▸ **Requirement**: I'd like the line containing "Target: jacket collar" and each line that follows, through the last line of the material, set down exactly as they are, and no others.

▸ **Provided information**:

══════

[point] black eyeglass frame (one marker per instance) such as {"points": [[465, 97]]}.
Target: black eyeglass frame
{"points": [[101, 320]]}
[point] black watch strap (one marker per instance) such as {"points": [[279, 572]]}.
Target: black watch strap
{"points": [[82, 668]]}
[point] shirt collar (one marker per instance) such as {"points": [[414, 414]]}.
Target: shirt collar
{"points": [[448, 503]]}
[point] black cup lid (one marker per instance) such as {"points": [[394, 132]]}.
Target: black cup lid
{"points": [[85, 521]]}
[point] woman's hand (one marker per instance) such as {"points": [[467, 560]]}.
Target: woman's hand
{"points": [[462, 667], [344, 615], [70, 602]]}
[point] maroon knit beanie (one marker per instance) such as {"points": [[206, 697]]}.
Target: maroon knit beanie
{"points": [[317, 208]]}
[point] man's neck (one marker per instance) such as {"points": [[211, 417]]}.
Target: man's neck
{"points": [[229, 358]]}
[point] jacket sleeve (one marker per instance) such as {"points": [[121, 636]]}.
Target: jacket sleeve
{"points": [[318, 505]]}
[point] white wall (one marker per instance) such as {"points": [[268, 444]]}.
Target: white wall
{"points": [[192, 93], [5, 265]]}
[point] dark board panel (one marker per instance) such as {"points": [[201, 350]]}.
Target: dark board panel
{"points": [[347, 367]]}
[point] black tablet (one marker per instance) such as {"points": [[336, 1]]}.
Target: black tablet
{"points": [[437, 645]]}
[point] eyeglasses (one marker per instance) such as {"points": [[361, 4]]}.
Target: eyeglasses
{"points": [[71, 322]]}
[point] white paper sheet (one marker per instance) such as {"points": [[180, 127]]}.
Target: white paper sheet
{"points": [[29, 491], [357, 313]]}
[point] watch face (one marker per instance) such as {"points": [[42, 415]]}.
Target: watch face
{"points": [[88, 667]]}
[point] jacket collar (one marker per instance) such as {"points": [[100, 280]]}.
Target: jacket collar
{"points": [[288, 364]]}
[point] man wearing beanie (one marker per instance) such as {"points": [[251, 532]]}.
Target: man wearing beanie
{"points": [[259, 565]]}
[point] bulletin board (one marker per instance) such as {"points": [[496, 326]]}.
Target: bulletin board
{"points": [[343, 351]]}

══════

▸ **Problem solution**:
Target: jacket collar
{"points": [[288, 364]]}
[point] man wearing beanie (one marker per instance) such as {"points": [[251, 532]]}.
Target: man wearing beanie
{"points": [[259, 565]]}
[point] bulletin board (one marker per instance) such as {"points": [[496, 326]]}.
Target: bulletin board
{"points": [[343, 351]]}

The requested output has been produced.